RECORDS:
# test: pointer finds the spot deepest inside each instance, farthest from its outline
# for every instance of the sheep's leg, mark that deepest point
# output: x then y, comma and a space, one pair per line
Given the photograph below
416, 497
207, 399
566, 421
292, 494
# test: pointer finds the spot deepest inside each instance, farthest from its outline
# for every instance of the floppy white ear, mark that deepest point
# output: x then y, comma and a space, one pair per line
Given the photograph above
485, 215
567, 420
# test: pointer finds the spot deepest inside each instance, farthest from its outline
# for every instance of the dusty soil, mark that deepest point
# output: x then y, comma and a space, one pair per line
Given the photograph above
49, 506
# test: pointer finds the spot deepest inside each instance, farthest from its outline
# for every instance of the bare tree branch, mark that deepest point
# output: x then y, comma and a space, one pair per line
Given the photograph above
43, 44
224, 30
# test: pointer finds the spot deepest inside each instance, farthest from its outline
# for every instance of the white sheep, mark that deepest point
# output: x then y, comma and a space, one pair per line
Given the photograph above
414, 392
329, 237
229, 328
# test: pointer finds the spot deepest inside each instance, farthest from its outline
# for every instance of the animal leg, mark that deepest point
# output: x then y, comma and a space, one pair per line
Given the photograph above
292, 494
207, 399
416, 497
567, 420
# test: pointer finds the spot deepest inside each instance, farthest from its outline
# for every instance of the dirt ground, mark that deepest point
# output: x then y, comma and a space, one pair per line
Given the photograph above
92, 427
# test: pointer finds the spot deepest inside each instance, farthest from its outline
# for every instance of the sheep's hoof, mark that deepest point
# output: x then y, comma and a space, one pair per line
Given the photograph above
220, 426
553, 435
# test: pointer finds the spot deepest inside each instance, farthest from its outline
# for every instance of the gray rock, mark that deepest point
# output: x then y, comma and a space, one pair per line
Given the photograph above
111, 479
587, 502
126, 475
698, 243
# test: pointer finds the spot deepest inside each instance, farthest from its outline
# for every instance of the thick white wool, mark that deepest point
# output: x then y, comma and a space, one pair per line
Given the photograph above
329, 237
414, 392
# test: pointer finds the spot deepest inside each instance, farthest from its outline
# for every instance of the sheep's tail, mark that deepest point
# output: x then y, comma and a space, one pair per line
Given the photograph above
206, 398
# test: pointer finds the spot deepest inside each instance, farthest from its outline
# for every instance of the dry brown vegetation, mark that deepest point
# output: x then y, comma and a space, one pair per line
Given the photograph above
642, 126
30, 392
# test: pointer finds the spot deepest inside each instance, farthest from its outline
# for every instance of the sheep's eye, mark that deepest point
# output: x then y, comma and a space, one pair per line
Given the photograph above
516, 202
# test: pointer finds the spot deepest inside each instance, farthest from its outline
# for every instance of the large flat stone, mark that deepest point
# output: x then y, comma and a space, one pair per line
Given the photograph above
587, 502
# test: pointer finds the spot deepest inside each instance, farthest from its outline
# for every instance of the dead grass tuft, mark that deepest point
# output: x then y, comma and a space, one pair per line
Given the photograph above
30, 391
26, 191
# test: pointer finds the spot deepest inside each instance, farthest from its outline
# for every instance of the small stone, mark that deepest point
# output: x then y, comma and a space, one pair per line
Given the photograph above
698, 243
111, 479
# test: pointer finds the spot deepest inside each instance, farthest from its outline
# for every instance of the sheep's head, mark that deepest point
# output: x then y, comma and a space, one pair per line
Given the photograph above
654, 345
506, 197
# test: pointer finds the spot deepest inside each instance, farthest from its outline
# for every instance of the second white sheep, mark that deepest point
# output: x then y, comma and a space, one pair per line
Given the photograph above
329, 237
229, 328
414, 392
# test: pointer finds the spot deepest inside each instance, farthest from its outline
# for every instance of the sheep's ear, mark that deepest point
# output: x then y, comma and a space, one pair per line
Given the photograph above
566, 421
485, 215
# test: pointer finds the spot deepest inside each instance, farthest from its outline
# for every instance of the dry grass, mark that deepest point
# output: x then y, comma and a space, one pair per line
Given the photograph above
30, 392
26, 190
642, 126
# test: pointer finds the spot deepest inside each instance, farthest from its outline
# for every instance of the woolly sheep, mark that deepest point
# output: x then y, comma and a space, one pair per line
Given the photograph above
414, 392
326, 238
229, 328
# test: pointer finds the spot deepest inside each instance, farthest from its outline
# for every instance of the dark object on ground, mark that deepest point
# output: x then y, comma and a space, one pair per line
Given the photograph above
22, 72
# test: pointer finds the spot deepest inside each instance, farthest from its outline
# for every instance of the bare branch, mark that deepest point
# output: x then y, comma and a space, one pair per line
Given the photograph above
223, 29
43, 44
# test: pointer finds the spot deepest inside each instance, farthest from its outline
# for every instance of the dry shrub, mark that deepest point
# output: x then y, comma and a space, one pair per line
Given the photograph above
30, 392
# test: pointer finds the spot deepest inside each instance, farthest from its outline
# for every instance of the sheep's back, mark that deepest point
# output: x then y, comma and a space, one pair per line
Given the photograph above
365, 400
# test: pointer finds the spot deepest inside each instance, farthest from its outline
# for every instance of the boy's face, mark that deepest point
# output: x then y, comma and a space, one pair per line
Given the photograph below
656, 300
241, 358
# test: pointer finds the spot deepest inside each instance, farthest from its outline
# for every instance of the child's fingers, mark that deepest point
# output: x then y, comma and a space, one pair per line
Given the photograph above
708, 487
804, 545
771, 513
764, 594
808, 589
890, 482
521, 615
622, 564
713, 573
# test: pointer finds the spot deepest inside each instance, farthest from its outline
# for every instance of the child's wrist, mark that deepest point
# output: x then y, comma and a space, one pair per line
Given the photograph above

REQUIRED WORK: Return every record, word for word.

THE COMPLETED TASK:
# test: pointer finds the spot deepest inside each instance, farthest from its outline
# for every instance of the sheep's leg, mark that deepest point
# output: x then y, comma and a space, one pair per line
Given the photograph below
416, 497
207, 399
566, 421
292, 494
# test: pointer finds the spot deepest inside each instance, farthest from its outline
# for every instance of the floppy white ear, mark that deepest point
# output: x then y, comma and a space, one pair per line
Given the photograph above
485, 215
567, 420
# test: pointer finds the spot deepest inside each instance, farthest from its outline
# for every instance of the dusty soil, mark that deepest point
# output: x then y, comma and a space, one pair per line
Given the photograph above
49, 506
# test: pointer finds the spot deepest inside each instance, farthest from its outline
# for every instance of the bare tree branch, mark that deepest point
# output: x then y, comma and a space, one pair per line
Given the photograph above
43, 44
224, 30
# test: pointer finds the spot deepest inside each instance, farthest from its outline
# for every instance of the white sheep, mark that deepest point
# output: x then y, comma and a space, one pair per line
Given the photograph above
414, 392
329, 237
229, 328
# test: pointer finds the spot deepest inside each instance, farthest from its outline
# for every instance of the animal leg, mark that deepest point
# output: x then y, comma and a space, one pair per line
Given the photograph above
292, 494
207, 399
416, 497
567, 420
# test: pointer finds the spot deepest inside each instance, farthest from its outline
# for every instance of the dirt ground, mark that deepest point
# output: x then y, comma and a space, one pair per line
Given the photograph above
92, 427
# test: pointer finds the spot deepest inside each instance, farthest from its outline
# for every instance of the sheep's hoof, mark that deepest point
# output: x then y, comma and a space, one pair per line
Given the photograph above
220, 426
553, 435
# test: pointer finds the spot deepest inside each instance, farthest from its outline
# for every instance of the gray rock, mark that deepest point
# output: x then y, comma and a space, one pair per line
Given the photograph above
111, 479
587, 502
126, 475
698, 243
# test: pointer finds the spot deepest inside each instance, farthest from its outline
# for every instance of the thick white wool, mark that deepest point
# output: x then y, comma and a space, one pair per line
Given the photograph above
329, 237
414, 392
# test: pointer finds the spot deepest inside each instance, farthest from its outline
# for every instance of the sheep's tail, mark that deepest point
# output: x then y, comma and a space, one pair per line
Given the photograph above
206, 398
# test: pointer finds the spot deepest inside each instance, farthest from its outline
# for every instance of the dry brown vegetation, mark that deepest point
# output: x then y, comma and a space, one pair per line
Given the photograph above
642, 126
30, 392
# test: pointer finds the spot deepest inside each instance, farthest from its outline
# for every instance of the sheep's eye, mark that deepest point
# output: x then y, comma and a space, one pair per line
Given the photograph above
516, 202
# test: pointer finds the spot deepest inside each instance, farthest from its outline
# for every instance of the large flat stone, mark that deepest point
# output: x then y, comma and a space, one pair per line
Given the photograph above
587, 502
# test: pointer finds the spot deepest inside each instance, farthest from its outline
# for every instance of the dead grass tuft, mark that deepest point
# output: x then y, comma and a space, one pair per line
Given the photograph above
30, 391
26, 191
# test: pointer finds the spot deepest inside each instance, farthest from its outline
# for every instance of the small stone, mark that deepest point
# output: x then y, comma and a space, one pair per line
Given the photograph above
698, 243
111, 479
# test: pointer finds the spot deepest inside each instance, farthest from its outline
# for every instance of the sheep's head, mark that deepest point
# output: x then y, comma and a space, one pair per line
Given the photograph above
654, 345
506, 197
# test: pointer finds the spot deepest inside each instance, farthest from its outline
# for every instance of the second white sheep, mark that deepest point
# output: x then y, comma and a space, one pair per line
Given the photograph above
329, 237
229, 328
414, 392
# test: pointer finds the spot deepest inside each instance, farthest from its outline
# for every instance of the sheep's ear, mark that deepest point
# output: x then y, comma and a space, one pair per line
Given the photograph above
566, 421
485, 215
# test: pointer finds the spot deepest inside each instance, farthest from its outline
# for every instance of the dry grass, mark that deepest point
# output: x then y, comma and a space, one pair per line
Given the photograph above
30, 392
26, 190
642, 126
# test: pointer finds the spot deepest inside each instance, farthest from its outline
# for every instance of the woolly sheep, mark that deepest point
# output: x then y, comma and a space, one pair per line
Given the photograph above
414, 392
326, 238
229, 328
# test: pointer finds the spot deepest inside each instance, farthest from its outline
# for every instance of the dark object on ground, mark that deepest point
# output: x then y, comma and a space, one pair per line
Given the photograph above
22, 72
# test: pointer finds the spot deepest inside each instance, farthest from its outline
# for every instance of the bare branch, mark that deepest point
# output: x then y, comma and a space, one pair per line
Given the photograph above
223, 29
43, 44
# test: pointer finds the spot deepest inside each instance, farthest from its outline
# for every instance of the dry shrub, mark that deepest point
# output: x then y, comma and a space, one pair per line
Given the photograph above
30, 392
# test: pointer finds the spot deepest inside each instance, farthest from its outline
# for every instance of the sheep's back, mark that deepest point
# output: x then y, comma and a space, one pair per line
Given the photograph above
365, 400
# test: pointer finds the spot deepest inside each instance, farthest from its outline
# for every instance of the boy's face, mark that deepest point
# output: x then y, comma and a space, one pair per line
Given the photograph below
656, 300
241, 358
# test: pointer finds the spot deepest inside each instance, farthest from its outline
# for every instance of the child's fingers, mark that deepest point
# output: x then y, comma and a space, one pair per line
Given the photograph above
708, 487
804, 545
771, 513
764, 594
808, 589
890, 482
521, 615
622, 564
713, 573
# test: pointer finds the spot deepest inside each instance, farthest from its outline
# for every instance of the child's wrist, mark that deepest point
# output: x then y, comma and a space, one pair per line
Given the photograph above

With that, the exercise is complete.